### THE RECORDS
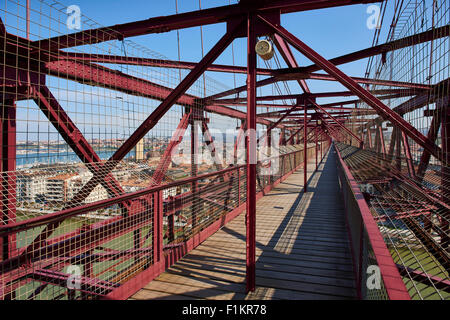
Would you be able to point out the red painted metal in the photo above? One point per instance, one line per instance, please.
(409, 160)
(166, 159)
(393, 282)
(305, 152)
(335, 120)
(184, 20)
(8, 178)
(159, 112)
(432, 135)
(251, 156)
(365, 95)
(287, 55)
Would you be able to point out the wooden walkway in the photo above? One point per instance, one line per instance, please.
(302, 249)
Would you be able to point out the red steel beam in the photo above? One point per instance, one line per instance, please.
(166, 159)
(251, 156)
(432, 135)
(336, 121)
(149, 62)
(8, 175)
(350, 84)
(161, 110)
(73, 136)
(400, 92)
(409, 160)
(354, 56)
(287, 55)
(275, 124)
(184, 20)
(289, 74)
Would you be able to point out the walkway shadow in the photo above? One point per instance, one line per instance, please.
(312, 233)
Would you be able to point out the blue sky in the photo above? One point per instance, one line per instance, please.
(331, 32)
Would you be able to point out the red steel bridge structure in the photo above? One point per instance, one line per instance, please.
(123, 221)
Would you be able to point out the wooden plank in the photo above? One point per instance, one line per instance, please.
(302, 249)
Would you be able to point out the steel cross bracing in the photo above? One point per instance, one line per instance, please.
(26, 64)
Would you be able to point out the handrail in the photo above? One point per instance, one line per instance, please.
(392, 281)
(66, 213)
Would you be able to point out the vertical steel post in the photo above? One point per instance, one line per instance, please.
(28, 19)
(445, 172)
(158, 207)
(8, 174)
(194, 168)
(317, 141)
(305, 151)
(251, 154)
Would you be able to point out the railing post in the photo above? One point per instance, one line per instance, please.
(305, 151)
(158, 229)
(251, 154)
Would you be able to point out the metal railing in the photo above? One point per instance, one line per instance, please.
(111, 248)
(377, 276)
...
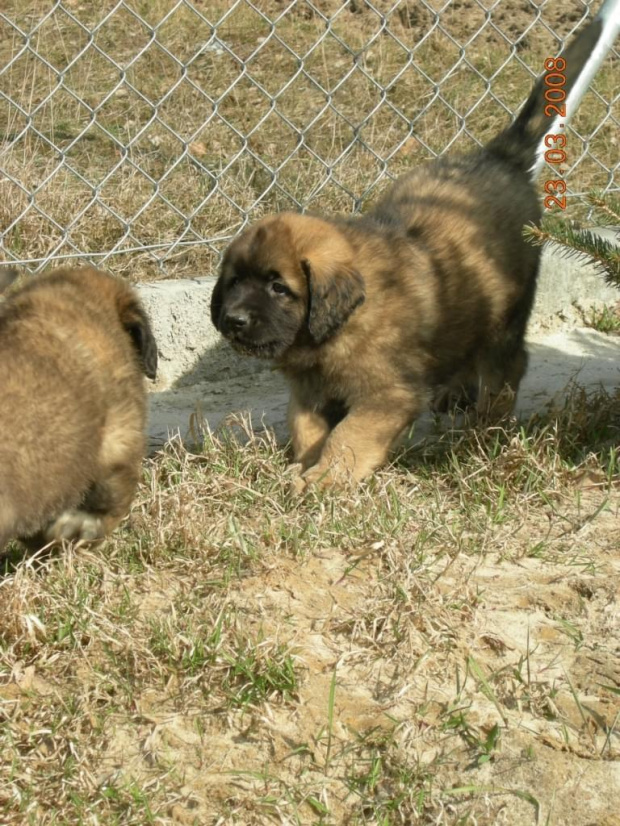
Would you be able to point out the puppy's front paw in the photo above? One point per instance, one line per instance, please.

### YOUR OBJECTIVE
Which lines in the records above contain the word "walkway"? Extract each of them in full.

### ANSWER TO THIS PROBLEM
Would you be able to point out the wooden walkway in the photo above? One point per instance, one line per instance, please.
Would you be able to point out the walkway shadow in the photo above? One point per instance, one line per instance, please.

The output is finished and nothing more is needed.